TASK REQUIREMENTS: Copy out, exactly as written, only the line containing "for the wallpapered" and the lines after it through the end of the records.

Bounding box annotation entries
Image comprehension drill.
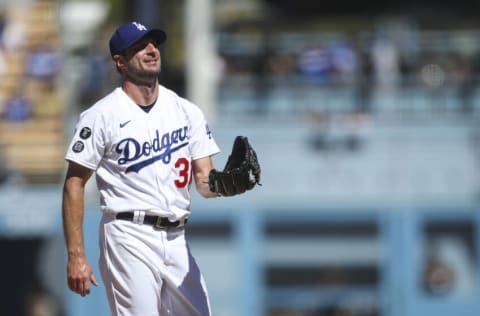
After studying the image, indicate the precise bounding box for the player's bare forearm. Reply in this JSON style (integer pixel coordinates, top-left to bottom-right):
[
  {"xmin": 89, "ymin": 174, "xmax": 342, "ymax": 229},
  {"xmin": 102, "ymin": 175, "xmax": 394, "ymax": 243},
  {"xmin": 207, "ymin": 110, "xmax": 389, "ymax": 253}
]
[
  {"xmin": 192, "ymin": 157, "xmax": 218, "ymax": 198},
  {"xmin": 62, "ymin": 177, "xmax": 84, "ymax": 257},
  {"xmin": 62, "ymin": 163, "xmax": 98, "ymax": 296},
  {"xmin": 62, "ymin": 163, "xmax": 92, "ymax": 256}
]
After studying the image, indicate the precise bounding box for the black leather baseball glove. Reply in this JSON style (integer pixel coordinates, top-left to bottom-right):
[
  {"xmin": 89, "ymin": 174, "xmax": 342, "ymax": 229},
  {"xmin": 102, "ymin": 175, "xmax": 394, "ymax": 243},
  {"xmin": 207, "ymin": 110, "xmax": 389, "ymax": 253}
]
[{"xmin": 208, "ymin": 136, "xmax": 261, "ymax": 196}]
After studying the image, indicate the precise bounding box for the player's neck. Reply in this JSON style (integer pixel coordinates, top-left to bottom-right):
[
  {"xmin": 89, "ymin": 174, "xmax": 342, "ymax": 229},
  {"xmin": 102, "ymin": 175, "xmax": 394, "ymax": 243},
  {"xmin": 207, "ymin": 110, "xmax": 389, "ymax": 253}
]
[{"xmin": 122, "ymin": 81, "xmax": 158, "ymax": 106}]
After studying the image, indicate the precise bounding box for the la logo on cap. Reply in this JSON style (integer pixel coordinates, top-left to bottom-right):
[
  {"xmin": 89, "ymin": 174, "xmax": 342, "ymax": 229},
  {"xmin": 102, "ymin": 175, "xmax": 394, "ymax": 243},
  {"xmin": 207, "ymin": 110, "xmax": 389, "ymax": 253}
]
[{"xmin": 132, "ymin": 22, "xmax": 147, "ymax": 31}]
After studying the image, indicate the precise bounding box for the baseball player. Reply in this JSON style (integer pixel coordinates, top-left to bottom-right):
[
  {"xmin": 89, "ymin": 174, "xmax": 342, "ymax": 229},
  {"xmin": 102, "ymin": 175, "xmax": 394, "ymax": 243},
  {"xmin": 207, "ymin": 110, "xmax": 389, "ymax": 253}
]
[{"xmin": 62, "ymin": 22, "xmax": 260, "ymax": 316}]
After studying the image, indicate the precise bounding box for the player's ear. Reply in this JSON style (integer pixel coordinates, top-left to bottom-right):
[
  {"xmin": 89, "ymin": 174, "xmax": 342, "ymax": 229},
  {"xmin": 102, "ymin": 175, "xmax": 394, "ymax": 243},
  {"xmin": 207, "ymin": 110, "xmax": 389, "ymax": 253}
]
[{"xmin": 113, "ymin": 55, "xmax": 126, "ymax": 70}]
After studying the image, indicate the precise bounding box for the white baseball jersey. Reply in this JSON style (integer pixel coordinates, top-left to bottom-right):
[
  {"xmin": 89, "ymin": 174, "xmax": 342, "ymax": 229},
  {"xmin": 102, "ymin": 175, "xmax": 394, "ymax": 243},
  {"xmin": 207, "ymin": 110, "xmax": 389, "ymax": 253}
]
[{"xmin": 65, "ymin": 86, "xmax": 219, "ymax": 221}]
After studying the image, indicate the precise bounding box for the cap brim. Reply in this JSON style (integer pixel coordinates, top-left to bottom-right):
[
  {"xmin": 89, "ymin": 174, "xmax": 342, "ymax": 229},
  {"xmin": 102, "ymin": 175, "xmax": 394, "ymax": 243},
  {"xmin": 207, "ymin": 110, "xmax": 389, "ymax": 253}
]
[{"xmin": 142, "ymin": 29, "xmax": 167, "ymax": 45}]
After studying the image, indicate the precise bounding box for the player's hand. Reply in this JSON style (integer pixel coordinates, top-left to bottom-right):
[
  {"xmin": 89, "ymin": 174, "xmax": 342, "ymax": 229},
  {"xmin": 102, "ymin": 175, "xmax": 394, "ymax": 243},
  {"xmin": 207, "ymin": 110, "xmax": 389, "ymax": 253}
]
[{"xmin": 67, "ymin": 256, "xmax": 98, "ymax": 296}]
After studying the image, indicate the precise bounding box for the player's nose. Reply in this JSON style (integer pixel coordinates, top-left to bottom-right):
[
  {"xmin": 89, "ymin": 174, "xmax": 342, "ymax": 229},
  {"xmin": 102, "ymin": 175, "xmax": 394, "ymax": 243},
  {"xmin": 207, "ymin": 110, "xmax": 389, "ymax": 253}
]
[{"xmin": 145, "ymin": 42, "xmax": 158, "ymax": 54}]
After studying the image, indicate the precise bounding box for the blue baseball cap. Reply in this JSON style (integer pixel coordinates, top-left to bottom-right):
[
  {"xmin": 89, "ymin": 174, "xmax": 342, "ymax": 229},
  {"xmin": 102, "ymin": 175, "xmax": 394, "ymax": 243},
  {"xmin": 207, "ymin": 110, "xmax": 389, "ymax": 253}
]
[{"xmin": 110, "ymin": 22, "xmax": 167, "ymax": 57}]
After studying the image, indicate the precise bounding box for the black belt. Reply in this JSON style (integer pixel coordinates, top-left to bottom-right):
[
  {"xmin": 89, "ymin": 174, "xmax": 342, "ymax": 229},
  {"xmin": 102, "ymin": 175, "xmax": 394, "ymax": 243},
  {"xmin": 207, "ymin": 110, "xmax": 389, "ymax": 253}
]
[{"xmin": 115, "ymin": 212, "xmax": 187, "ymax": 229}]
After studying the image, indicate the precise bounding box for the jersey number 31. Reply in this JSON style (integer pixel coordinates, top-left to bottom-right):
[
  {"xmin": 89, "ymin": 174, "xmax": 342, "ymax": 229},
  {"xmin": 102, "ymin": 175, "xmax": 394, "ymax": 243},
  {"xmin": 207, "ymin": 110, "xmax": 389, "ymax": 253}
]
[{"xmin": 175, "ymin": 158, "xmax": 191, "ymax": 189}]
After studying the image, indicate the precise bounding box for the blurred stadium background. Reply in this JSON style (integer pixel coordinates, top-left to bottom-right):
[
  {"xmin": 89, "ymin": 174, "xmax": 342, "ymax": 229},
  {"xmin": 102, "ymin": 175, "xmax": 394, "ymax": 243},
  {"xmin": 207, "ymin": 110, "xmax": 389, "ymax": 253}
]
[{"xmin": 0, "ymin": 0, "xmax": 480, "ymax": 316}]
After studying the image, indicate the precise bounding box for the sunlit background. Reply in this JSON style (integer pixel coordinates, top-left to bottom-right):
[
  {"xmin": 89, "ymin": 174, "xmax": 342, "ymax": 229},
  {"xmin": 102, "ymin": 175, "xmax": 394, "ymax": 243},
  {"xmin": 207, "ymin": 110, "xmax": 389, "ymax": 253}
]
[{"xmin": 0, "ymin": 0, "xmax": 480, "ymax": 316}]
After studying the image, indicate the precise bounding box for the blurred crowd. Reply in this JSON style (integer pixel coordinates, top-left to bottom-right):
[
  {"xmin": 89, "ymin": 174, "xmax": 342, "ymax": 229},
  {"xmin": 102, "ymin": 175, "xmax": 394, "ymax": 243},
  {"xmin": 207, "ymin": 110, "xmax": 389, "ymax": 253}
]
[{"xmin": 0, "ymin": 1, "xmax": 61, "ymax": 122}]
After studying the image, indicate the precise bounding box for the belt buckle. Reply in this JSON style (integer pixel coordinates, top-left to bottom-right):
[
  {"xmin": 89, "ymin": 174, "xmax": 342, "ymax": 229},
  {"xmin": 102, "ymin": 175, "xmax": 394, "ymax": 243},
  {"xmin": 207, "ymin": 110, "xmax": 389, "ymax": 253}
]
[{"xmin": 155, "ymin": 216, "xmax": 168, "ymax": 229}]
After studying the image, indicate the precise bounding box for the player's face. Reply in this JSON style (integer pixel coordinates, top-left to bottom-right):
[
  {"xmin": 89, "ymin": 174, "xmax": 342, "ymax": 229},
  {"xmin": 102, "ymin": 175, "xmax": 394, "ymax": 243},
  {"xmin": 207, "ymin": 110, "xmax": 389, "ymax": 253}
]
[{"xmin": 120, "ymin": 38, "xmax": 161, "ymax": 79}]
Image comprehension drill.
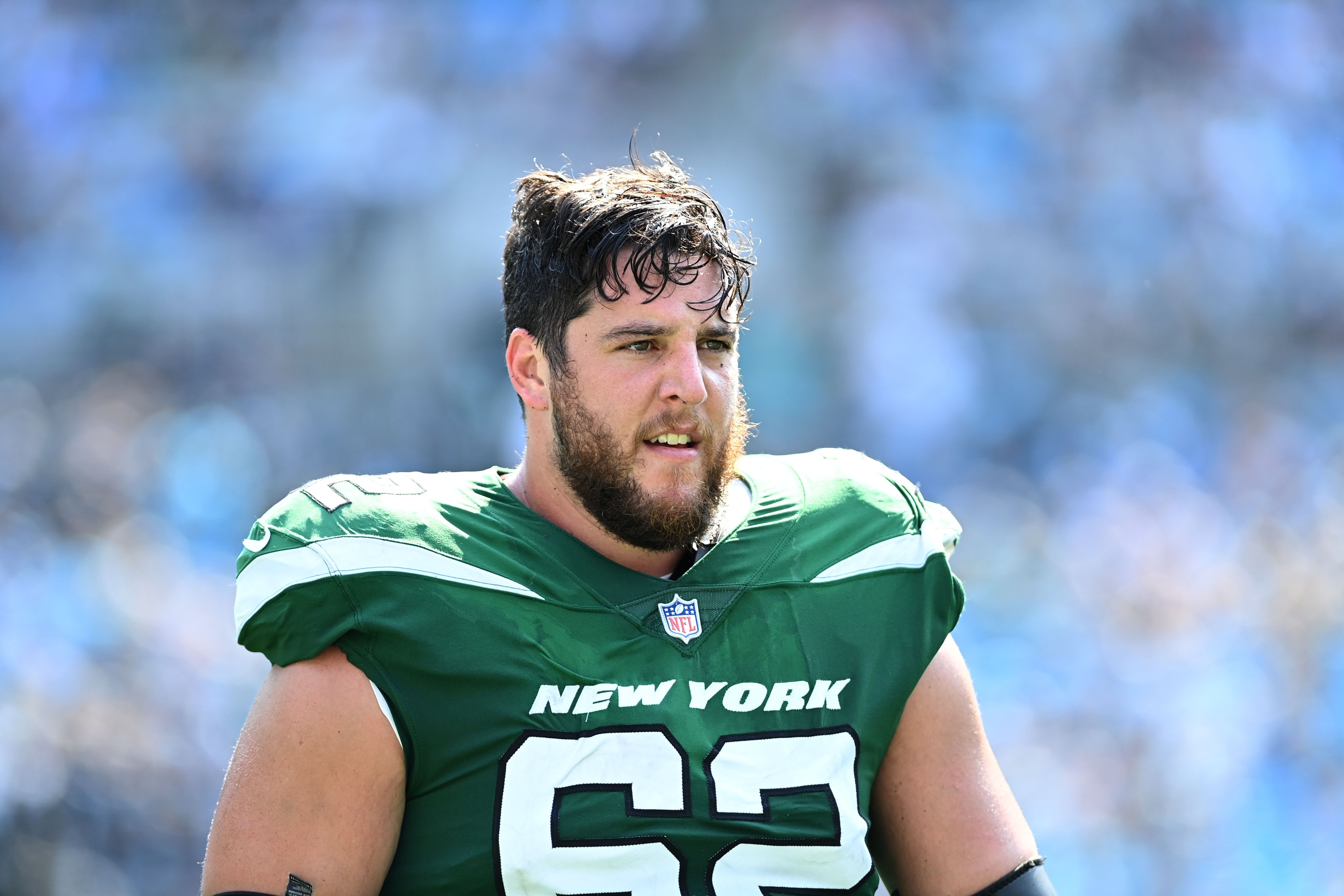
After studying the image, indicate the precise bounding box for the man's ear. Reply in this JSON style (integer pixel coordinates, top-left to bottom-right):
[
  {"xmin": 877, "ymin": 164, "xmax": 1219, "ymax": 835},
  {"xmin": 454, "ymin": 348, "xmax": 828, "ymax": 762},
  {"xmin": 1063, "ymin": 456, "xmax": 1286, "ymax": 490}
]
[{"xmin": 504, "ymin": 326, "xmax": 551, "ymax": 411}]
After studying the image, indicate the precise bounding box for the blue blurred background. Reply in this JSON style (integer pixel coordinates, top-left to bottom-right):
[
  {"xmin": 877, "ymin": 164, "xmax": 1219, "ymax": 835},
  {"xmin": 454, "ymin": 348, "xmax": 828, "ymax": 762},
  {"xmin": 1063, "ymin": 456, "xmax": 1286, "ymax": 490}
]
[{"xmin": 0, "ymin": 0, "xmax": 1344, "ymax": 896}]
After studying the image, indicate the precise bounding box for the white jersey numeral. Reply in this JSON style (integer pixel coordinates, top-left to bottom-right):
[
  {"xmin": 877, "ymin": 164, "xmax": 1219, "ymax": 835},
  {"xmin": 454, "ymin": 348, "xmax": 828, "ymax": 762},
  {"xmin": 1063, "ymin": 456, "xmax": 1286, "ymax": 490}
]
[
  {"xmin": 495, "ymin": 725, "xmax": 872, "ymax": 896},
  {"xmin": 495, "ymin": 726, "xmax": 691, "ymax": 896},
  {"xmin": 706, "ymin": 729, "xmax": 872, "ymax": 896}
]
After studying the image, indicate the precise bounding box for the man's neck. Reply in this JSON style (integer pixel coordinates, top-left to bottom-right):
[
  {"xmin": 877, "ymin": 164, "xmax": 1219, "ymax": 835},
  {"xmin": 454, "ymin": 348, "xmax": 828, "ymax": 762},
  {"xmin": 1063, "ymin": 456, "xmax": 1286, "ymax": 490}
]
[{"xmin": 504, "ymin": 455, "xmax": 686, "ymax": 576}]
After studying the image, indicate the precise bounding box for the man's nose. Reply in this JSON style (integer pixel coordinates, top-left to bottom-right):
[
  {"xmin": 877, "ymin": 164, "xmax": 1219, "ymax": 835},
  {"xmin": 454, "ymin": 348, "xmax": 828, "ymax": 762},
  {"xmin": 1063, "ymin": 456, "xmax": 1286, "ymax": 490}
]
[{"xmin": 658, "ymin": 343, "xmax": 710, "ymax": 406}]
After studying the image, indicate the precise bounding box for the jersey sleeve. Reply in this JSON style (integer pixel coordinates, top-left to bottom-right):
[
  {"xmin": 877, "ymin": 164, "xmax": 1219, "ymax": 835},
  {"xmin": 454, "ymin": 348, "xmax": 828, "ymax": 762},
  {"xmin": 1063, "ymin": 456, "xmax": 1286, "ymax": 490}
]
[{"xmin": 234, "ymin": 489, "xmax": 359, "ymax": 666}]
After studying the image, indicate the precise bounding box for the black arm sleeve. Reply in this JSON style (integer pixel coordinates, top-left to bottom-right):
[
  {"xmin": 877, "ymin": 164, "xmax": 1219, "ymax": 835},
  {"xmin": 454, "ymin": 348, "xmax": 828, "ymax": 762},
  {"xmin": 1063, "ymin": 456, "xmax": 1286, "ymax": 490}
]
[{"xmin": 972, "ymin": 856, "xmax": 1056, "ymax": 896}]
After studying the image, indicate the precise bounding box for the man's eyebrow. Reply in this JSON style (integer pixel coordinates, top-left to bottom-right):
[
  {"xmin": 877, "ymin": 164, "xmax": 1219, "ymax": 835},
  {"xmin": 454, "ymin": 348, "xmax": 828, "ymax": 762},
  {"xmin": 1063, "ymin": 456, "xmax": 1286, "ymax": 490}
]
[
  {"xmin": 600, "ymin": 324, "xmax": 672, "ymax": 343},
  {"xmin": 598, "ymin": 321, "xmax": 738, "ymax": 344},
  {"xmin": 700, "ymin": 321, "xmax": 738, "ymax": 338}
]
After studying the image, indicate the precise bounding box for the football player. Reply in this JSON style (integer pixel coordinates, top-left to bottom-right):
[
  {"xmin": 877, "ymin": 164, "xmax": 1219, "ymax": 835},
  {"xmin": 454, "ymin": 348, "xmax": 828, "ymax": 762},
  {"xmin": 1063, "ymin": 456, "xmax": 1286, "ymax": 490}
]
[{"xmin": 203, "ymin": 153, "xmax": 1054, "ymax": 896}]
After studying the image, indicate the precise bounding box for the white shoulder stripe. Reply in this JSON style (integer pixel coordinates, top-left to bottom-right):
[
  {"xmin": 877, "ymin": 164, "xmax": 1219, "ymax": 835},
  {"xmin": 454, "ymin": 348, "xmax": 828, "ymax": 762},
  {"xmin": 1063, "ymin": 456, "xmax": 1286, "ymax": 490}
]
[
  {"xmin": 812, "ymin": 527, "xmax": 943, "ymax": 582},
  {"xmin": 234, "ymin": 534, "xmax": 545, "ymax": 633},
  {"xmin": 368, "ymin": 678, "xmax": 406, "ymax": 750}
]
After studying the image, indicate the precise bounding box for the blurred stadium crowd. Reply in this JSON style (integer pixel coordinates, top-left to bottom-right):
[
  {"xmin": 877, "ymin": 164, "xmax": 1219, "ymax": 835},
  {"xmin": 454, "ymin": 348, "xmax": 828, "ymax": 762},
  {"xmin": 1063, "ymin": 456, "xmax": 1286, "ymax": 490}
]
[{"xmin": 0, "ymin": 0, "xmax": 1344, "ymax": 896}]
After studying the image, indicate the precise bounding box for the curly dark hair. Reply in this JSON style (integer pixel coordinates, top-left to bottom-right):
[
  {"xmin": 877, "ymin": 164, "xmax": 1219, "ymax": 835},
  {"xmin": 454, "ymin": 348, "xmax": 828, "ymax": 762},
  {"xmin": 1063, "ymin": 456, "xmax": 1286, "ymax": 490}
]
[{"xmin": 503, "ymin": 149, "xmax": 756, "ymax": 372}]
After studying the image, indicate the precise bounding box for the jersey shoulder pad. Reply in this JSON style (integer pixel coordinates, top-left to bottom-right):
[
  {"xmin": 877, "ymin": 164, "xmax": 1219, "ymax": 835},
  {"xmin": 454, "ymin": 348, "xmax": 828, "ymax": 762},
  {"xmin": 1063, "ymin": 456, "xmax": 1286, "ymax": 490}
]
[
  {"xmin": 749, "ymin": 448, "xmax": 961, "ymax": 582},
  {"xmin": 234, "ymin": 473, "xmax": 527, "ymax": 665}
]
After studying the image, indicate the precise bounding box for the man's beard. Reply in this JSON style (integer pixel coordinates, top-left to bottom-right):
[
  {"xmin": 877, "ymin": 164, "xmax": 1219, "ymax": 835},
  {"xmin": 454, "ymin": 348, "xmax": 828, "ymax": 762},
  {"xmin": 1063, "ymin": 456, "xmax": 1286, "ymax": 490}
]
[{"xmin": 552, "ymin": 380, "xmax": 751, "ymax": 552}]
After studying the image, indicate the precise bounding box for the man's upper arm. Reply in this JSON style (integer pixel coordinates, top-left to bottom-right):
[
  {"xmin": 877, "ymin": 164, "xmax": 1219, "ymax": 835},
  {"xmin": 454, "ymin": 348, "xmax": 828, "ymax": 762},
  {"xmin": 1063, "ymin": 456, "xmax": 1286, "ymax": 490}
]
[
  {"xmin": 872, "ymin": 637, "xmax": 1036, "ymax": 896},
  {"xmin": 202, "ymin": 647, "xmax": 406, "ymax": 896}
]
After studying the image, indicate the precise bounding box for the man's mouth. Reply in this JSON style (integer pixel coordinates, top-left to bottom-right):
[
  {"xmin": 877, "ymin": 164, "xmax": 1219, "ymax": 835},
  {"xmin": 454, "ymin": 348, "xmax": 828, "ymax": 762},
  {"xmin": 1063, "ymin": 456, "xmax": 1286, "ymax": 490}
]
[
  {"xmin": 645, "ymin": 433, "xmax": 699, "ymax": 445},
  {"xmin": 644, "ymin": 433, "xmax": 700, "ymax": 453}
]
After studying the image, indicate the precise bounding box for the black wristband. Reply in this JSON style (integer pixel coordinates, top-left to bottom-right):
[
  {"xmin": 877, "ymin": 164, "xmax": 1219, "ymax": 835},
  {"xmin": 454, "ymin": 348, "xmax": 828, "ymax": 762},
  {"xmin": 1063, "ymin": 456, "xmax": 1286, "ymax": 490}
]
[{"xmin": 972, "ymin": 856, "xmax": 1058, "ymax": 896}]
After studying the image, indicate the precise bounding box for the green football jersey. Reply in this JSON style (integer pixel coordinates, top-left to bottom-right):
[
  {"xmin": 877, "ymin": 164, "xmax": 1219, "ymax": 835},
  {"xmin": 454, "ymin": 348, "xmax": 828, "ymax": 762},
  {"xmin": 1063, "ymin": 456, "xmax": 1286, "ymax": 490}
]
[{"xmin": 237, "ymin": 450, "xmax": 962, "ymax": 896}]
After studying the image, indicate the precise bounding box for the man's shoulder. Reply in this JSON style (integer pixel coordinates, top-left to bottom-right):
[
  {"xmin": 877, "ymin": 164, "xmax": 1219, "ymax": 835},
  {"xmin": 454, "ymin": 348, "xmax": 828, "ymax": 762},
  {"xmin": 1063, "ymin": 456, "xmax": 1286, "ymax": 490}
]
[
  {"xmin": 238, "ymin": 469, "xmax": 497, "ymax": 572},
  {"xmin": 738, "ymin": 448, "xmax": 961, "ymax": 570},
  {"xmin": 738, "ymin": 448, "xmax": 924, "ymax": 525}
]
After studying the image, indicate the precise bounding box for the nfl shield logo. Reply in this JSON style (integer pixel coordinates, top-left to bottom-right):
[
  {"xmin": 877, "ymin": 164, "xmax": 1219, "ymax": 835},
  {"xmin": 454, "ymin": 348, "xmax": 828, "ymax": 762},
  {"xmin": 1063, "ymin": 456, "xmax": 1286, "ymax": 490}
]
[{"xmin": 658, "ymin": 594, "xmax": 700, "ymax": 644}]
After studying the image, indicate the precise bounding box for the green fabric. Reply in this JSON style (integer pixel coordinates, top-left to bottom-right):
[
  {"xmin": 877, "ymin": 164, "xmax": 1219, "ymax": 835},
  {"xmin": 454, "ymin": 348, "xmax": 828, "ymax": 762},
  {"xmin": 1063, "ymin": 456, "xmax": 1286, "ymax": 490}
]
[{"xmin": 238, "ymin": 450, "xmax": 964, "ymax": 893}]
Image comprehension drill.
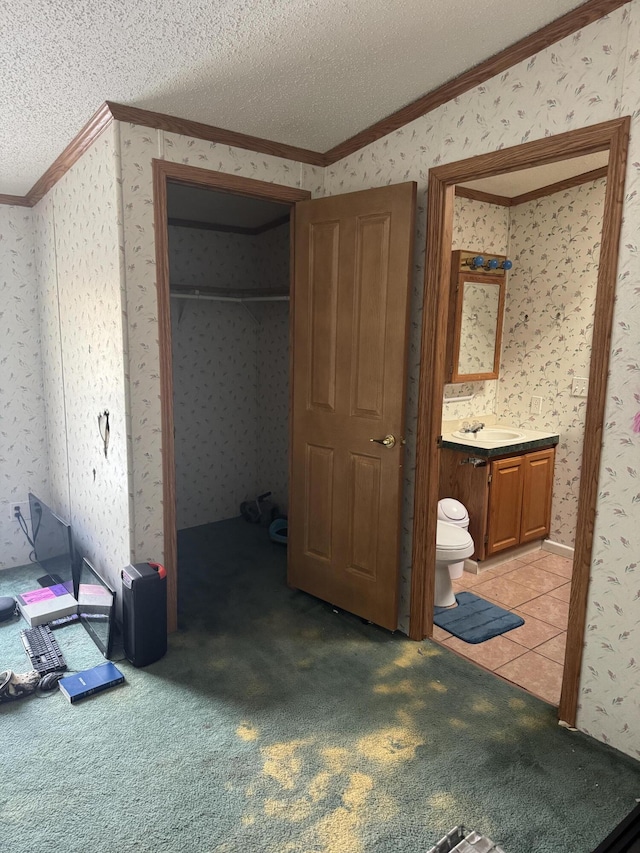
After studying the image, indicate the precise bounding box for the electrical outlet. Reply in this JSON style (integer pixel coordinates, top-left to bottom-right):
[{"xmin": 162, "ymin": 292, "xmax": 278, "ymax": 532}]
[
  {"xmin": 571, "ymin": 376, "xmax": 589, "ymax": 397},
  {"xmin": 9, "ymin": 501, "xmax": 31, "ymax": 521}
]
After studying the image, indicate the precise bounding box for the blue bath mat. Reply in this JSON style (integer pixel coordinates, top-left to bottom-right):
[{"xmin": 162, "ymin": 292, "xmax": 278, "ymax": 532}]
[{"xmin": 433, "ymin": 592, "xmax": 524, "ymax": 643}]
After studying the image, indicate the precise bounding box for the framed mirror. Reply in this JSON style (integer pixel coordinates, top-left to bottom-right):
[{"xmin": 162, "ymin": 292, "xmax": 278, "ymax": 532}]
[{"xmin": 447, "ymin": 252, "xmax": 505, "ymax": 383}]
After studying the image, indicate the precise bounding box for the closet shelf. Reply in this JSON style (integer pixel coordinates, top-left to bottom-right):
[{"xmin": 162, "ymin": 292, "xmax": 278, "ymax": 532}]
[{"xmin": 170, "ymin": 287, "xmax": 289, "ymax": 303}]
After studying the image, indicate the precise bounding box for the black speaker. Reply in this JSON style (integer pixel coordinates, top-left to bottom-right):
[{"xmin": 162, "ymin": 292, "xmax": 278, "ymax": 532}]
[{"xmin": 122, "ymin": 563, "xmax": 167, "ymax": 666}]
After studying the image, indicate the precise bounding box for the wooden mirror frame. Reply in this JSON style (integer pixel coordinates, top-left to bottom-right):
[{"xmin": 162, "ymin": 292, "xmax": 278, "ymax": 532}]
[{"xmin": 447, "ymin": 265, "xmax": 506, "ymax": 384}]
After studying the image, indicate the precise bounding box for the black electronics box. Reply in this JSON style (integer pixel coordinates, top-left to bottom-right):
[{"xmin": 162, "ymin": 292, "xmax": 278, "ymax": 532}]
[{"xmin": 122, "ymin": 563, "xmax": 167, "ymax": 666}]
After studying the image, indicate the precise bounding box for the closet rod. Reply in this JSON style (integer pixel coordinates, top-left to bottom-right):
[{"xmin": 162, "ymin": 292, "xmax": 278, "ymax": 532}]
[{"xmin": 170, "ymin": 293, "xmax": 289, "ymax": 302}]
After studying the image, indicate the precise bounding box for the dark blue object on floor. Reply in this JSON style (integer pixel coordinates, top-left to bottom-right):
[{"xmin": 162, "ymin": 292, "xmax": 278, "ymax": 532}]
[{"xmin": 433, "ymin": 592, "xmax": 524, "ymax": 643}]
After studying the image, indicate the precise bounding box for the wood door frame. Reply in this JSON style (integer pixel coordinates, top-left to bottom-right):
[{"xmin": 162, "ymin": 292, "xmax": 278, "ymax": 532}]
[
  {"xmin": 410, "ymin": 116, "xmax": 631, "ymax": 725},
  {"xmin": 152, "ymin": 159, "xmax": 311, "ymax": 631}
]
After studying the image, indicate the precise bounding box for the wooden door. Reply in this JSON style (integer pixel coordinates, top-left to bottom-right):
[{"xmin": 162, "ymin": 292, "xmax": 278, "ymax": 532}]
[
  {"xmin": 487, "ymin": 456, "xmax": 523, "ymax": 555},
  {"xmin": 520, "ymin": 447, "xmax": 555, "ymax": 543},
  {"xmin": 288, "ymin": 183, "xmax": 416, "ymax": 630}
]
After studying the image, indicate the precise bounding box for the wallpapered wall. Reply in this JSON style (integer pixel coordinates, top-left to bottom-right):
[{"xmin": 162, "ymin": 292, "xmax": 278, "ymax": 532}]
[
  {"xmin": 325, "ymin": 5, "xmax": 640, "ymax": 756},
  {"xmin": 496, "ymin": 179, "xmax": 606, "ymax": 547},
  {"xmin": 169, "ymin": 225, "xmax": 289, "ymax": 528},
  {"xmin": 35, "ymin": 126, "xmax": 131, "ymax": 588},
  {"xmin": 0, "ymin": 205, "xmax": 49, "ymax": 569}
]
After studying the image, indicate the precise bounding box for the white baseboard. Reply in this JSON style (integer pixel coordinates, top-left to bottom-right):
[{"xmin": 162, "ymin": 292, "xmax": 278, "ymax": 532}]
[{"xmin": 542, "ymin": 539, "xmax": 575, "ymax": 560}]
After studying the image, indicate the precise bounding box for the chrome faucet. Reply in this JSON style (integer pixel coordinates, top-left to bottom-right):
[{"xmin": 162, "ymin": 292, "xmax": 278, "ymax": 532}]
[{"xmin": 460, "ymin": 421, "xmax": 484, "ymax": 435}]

FINAL RESULT:
After studying the image, indicate the precise bounding box for the wallpapered wall. Reply in this JSON style (integer pixel coordinates, top-left to bottom-right):
[{"xmin": 162, "ymin": 292, "xmax": 278, "ymax": 532}]
[
  {"xmin": 325, "ymin": 5, "xmax": 640, "ymax": 756},
  {"xmin": 496, "ymin": 179, "xmax": 606, "ymax": 547},
  {"xmin": 169, "ymin": 225, "xmax": 289, "ymax": 528},
  {"xmin": 35, "ymin": 126, "xmax": 131, "ymax": 588},
  {"xmin": 0, "ymin": 205, "xmax": 49, "ymax": 569}
]
After studying the image, indicate the precise bounding box for the white baseboard. Reply in this JSON style (integer pixel coordinates, top-left to bottom-right):
[{"xmin": 162, "ymin": 292, "xmax": 278, "ymax": 532}]
[{"xmin": 542, "ymin": 539, "xmax": 575, "ymax": 560}]
After studying the image, indicate the precise bounding box for the chrome faucet. Reply in this JSON style (integer pixel coordinates, top-left to bottom-right):
[{"xmin": 162, "ymin": 292, "xmax": 278, "ymax": 532}]
[{"xmin": 460, "ymin": 421, "xmax": 484, "ymax": 435}]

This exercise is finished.